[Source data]

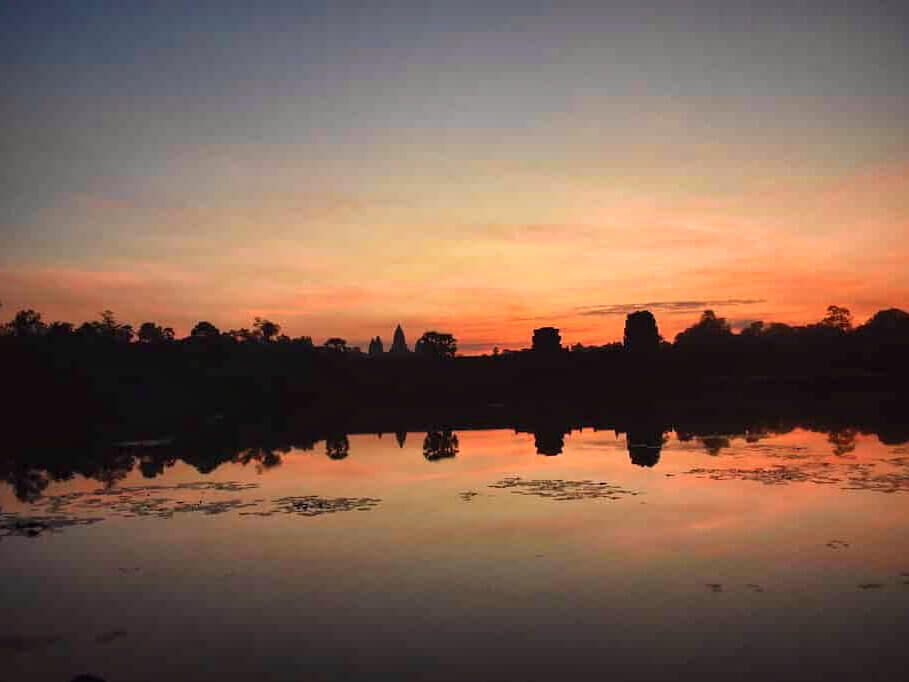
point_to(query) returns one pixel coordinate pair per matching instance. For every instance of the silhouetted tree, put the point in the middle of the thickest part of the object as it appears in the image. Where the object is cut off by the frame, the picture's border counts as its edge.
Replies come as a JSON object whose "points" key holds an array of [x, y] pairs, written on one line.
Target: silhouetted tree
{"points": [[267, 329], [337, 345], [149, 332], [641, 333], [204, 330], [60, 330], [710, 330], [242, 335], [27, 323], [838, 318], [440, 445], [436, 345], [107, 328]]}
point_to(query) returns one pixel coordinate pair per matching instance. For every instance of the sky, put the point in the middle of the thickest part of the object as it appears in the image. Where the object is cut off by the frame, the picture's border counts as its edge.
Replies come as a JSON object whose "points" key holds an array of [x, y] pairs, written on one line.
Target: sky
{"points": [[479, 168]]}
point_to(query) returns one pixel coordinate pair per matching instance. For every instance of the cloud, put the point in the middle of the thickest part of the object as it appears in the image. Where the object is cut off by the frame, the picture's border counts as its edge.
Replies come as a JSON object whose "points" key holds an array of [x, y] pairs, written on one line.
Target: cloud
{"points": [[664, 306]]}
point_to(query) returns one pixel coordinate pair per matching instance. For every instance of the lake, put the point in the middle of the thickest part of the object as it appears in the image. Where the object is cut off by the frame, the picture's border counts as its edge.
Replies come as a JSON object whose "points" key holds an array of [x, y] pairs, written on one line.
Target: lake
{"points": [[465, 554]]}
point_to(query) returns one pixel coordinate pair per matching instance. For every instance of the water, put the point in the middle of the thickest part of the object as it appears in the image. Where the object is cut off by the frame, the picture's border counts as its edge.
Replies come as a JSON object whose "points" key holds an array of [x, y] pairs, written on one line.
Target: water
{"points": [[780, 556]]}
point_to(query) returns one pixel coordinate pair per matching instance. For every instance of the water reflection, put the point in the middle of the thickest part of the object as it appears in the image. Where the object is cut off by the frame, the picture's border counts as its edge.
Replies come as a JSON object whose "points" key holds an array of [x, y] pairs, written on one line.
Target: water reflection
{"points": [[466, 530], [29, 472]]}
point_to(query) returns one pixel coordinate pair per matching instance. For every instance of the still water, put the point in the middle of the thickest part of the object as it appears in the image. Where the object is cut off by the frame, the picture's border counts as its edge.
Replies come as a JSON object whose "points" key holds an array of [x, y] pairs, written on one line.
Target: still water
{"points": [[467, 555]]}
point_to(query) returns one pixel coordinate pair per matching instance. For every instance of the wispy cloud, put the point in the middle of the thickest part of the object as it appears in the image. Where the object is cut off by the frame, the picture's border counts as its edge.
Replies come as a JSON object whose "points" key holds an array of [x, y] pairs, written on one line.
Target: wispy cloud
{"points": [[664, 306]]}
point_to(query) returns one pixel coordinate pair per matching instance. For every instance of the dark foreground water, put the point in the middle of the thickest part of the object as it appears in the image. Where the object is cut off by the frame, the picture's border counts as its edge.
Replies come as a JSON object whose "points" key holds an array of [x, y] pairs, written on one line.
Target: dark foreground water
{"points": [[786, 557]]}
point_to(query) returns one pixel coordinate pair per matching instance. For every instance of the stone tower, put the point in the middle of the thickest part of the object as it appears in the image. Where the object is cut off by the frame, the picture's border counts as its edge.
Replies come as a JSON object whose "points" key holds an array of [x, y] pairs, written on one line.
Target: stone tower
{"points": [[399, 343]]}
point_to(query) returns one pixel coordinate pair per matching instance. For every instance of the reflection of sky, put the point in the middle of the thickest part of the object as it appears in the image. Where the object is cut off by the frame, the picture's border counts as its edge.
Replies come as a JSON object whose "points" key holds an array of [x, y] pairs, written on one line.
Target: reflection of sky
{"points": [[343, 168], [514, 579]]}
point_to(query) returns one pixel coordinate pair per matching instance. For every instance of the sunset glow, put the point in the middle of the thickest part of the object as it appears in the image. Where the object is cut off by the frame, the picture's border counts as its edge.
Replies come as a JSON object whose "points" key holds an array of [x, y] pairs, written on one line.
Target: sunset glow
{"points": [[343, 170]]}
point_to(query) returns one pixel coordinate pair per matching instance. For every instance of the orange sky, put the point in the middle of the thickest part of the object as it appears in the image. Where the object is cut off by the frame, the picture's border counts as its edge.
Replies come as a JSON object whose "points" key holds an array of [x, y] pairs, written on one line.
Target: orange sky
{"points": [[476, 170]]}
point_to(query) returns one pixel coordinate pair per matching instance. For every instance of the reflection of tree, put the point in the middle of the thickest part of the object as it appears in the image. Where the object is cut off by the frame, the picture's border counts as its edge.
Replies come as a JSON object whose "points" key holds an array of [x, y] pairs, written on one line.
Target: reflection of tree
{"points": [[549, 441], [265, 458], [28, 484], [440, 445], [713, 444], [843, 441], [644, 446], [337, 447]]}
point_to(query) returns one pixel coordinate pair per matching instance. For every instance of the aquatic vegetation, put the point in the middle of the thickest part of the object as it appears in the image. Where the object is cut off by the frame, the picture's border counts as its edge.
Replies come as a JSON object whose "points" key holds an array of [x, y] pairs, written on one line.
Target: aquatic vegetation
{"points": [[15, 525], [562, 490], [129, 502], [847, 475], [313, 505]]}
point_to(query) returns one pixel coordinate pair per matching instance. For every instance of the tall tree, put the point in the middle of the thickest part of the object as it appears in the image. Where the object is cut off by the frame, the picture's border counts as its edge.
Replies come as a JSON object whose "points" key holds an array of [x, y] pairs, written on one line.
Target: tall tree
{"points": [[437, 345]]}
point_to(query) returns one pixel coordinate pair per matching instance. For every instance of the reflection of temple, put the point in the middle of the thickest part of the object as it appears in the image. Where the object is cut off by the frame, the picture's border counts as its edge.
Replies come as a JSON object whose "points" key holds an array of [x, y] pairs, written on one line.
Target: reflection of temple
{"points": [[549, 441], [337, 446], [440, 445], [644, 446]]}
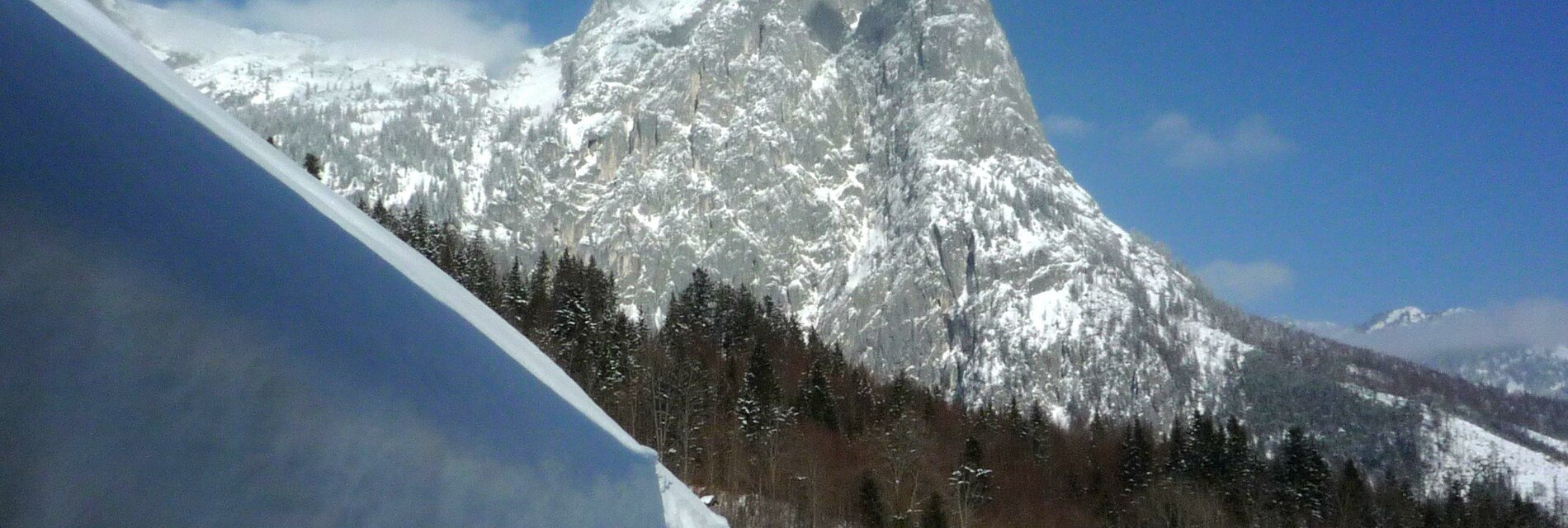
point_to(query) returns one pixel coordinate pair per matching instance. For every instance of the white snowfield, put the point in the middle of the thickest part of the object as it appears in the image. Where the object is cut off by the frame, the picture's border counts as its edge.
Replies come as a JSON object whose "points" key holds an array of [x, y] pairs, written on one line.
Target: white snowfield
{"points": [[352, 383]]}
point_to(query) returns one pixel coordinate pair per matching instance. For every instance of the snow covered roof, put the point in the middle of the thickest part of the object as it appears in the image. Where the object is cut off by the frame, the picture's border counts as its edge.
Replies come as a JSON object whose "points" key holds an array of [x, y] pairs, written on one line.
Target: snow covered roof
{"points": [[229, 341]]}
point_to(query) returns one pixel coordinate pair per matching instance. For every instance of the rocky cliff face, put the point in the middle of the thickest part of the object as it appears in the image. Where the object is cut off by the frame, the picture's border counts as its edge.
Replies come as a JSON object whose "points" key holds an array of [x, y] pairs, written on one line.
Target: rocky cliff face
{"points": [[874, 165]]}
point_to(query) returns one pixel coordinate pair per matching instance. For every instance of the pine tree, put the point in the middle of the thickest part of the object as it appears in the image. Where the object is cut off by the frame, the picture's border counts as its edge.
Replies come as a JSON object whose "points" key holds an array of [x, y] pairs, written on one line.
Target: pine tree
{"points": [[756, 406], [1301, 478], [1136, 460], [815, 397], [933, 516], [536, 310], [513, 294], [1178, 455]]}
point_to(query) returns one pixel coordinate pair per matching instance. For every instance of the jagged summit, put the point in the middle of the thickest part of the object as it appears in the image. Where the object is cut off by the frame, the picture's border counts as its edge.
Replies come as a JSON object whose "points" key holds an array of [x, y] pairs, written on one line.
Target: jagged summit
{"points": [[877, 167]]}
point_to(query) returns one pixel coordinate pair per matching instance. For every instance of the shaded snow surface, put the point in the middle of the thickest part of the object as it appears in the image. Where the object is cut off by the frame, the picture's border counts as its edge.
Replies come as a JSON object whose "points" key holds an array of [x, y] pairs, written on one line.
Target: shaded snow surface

▸ **WHAT TO PRODUCE**: The answer must be every line of the records that holds the string "shaded".

▸ **SOLUTION TO THIS TASK**:
point_to(query) returns one pixel coordinate pair per matching instance. For every instance of the shaded snow surface, put the point in the middle of the thickest part of the object as it appears in the image. Where the object is cut off by the frame, the picture's border counts as its edge.
Target: shaded snow surface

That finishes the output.